_WHAT IS BEING ASKED:_ In the records, find each line where "bikini" occurs, and copy it.

_EXERCISE INPUTS:_
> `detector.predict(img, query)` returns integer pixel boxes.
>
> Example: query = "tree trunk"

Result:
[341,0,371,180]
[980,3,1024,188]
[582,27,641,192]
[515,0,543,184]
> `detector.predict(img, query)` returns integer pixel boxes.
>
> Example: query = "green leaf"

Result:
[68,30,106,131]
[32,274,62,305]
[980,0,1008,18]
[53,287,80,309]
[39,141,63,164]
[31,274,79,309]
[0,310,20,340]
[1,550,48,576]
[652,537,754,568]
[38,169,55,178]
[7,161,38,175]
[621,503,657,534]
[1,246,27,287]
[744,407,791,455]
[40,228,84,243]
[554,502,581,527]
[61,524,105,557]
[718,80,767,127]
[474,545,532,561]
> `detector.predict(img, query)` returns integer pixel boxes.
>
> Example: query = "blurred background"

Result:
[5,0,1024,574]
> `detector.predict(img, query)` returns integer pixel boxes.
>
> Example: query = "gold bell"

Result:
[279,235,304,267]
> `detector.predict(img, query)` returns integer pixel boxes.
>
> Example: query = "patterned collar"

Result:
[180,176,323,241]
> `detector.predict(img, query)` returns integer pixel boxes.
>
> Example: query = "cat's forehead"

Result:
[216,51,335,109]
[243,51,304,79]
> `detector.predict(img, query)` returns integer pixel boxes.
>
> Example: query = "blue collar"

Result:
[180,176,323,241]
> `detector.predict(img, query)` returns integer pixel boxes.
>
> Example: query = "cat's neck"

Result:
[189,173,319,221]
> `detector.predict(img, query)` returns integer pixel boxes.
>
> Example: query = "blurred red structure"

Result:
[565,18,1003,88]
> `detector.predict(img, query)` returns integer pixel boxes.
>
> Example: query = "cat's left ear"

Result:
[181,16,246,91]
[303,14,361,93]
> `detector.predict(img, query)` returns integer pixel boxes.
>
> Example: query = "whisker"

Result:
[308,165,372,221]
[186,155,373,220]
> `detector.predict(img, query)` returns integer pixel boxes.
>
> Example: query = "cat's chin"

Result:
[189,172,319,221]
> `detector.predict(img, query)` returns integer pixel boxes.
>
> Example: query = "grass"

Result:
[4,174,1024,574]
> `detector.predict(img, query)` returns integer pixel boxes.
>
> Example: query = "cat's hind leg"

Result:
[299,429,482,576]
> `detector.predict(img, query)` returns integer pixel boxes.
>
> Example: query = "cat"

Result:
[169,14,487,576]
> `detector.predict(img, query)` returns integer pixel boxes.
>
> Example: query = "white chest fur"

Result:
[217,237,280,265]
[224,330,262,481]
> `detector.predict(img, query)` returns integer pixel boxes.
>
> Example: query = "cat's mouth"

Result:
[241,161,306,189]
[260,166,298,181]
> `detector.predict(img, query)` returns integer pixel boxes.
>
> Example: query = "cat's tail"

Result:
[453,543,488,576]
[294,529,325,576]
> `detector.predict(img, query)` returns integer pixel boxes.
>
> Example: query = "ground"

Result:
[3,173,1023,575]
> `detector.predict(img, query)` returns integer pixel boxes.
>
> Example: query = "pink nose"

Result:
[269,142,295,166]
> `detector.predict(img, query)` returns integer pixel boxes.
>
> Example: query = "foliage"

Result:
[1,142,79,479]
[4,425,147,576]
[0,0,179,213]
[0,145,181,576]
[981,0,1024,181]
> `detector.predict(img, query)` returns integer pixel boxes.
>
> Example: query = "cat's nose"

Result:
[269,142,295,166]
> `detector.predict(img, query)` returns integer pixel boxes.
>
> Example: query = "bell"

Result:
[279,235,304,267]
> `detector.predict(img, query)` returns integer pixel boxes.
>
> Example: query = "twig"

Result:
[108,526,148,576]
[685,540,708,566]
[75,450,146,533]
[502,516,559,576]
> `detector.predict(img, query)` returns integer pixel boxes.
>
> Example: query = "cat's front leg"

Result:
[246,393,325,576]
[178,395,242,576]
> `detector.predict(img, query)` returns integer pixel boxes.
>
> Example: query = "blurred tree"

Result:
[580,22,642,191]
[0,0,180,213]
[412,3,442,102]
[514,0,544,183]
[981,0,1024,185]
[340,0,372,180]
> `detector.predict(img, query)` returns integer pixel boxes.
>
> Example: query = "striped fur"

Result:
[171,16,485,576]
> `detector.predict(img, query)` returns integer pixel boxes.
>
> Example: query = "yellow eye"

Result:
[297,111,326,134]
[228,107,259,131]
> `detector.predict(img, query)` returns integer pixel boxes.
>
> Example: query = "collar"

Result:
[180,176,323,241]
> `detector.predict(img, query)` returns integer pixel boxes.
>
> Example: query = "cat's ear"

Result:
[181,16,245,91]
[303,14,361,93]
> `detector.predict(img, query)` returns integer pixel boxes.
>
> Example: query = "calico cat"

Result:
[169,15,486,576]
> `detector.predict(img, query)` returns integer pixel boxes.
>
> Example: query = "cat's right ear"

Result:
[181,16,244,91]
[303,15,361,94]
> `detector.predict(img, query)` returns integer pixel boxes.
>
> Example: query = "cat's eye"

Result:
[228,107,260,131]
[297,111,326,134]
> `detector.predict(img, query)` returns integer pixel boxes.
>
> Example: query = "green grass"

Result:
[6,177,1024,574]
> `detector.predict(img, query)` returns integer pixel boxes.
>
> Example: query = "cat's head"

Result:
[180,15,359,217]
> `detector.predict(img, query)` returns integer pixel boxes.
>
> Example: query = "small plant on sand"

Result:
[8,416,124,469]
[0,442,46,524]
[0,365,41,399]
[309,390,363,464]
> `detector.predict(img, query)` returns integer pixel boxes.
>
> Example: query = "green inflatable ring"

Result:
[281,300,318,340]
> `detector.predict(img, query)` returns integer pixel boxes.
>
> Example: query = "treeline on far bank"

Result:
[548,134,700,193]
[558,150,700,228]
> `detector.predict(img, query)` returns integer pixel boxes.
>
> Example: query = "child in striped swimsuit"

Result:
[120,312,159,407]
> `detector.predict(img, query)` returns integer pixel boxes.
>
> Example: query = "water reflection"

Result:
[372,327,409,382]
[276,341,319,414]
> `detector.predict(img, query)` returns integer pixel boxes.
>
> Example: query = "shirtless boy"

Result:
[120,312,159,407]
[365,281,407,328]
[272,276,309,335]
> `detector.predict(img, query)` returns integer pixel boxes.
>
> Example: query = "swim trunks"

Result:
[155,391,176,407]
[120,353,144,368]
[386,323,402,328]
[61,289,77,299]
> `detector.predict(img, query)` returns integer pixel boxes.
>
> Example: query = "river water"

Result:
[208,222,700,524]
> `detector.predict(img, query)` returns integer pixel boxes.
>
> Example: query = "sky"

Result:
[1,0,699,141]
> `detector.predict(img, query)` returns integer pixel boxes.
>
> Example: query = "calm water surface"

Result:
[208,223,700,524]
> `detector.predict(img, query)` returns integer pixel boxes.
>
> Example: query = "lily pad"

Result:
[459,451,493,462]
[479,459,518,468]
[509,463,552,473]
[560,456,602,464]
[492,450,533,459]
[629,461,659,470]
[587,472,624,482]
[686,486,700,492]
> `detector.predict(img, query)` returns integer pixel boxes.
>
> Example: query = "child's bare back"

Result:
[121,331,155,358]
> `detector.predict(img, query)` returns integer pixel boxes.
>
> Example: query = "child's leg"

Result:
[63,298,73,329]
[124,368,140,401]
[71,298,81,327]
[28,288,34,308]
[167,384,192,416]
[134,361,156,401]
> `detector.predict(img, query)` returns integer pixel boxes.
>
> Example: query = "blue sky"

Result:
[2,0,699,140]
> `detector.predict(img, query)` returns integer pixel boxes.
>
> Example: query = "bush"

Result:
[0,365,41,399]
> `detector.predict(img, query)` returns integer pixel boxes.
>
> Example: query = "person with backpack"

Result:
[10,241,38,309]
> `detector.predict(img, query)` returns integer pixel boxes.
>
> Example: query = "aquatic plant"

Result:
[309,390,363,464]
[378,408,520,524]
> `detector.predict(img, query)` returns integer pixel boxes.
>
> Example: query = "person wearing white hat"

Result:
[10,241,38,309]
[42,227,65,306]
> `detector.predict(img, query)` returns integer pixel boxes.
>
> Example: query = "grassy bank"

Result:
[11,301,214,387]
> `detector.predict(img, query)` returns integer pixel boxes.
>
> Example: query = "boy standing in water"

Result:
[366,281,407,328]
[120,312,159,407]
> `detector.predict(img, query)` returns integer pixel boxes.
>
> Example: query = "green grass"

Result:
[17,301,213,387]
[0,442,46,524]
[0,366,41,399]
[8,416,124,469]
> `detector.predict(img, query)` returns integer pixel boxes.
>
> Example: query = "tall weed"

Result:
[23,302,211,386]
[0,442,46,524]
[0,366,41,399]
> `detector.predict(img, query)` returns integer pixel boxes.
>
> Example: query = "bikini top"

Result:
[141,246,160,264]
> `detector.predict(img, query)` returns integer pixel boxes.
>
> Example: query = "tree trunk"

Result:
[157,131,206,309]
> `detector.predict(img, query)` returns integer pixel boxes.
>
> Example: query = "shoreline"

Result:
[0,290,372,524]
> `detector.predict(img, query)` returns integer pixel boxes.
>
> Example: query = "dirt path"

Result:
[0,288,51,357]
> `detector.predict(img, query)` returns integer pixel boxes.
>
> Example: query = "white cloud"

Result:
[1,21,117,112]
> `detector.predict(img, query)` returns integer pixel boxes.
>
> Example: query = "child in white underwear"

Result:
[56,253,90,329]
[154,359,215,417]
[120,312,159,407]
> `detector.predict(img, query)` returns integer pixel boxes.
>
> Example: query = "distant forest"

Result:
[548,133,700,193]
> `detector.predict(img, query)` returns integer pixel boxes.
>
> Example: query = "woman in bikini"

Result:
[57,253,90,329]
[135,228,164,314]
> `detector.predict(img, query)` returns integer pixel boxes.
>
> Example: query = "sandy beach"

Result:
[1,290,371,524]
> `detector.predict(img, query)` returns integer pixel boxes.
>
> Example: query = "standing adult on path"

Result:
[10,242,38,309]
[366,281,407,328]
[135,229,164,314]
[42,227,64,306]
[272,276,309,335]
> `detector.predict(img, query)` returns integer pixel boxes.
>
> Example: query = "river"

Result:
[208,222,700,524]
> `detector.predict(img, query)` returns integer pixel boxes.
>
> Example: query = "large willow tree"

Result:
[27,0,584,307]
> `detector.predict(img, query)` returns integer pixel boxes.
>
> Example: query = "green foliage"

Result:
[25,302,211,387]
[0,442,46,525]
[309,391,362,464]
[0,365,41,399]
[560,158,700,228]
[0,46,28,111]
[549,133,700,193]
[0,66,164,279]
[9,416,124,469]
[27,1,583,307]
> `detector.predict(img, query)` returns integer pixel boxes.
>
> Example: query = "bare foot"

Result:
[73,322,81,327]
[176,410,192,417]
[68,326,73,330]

_REPLY TO THE EXERCISE:_
> Example: query = "bikini top"
> Example: query = "woman in bikini"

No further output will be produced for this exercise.